Work to be completed:
Quote every line below exactly as it reads.

(Point labeling examples)
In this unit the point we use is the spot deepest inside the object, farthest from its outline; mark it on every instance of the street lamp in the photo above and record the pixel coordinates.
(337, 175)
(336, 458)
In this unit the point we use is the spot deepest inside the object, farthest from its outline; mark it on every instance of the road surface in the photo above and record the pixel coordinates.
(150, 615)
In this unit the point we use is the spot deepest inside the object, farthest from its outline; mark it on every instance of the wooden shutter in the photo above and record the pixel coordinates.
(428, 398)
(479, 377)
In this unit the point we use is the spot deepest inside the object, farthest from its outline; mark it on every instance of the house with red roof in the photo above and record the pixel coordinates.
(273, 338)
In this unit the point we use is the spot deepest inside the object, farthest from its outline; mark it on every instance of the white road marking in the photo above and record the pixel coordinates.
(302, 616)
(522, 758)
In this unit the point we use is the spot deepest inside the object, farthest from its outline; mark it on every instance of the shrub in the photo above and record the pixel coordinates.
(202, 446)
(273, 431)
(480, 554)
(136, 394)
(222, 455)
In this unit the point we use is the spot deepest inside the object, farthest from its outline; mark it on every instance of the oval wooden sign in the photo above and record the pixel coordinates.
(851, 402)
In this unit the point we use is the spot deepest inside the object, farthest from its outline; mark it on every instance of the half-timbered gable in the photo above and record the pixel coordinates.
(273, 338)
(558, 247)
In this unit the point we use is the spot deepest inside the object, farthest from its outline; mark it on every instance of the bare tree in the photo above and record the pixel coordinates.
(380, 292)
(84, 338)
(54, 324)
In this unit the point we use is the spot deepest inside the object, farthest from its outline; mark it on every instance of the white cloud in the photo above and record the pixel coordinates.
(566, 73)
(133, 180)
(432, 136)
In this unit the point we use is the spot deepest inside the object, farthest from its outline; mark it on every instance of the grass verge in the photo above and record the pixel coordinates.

Result for this task:
In this unit the point we use is the spot deepest inside the object, farthest from its outline; mark it on every instance of the street lamp in the photo above and record the pixel coordinates.
(337, 175)
(336, 458)
In this unit the point we use is the spot deepest inside the object, farthest from its outline; mark it on every instance of the road surface in the photo above and record the pixel coordinates.
(150, 615)
In this unit the point we use is the spot deepest inside the object, farthest from its outline; mark it on every instance of the wooden shutter in the photo above and record the pixel coordinates.
(428, 398)
(479, 377)
In this unit the point we use is the spot deepest inside the object, farthest from its outline; mark it on every instance of the house with red roof in the photo above and record the pixel coordinates.
(273, 338)
In this unit the point we use is the spot deepest inside the object, farthest from its outline; mark it on every instance of the white road marking in the photo above and record the pixel coordinates.
(302, 616)
(522, 758)
In this unit the point we use is the spot deepest inside the object, farthest from its outline; mark it on every instance of the shrub in the photo above and record the pixel coordinates.
(202, 446)
(273, 431)
(480, 554)
(136, 394)
(222, 455)
In this unit the point we use is the spot deepest inside the object, farthest from its outline; mark it on every instance of the oval wooden sign in the photo above and record the pixel coordinates.
(851, 402)
In this unit the point we use is the spot deepest inside the object, farthest from its outline; mark it on every instance of the half-timbered gable in the photo above and record the pixel coordinates.
(273, 338)
(558, 247)
In this unit the point we use is the spot deepest inside the object, farthest from its outline; mark it on every instance of the bare tree in the photo above and record the pixel coordinates.
(380, 292)
(84, 338)
(54, 324)
In this unit the point we use is the spot deepest inside the object, farthest from its outline; mark it on every instance of the white cloud in the photo above and record the pixel coordinates.
(566, 73)
(133, 180)
(432, 136)
In this unit the point we use is the spot deepest inside the object, farthest from its outline; mark it on every instance of the grass verge in the photo above and record the pixel coordinates.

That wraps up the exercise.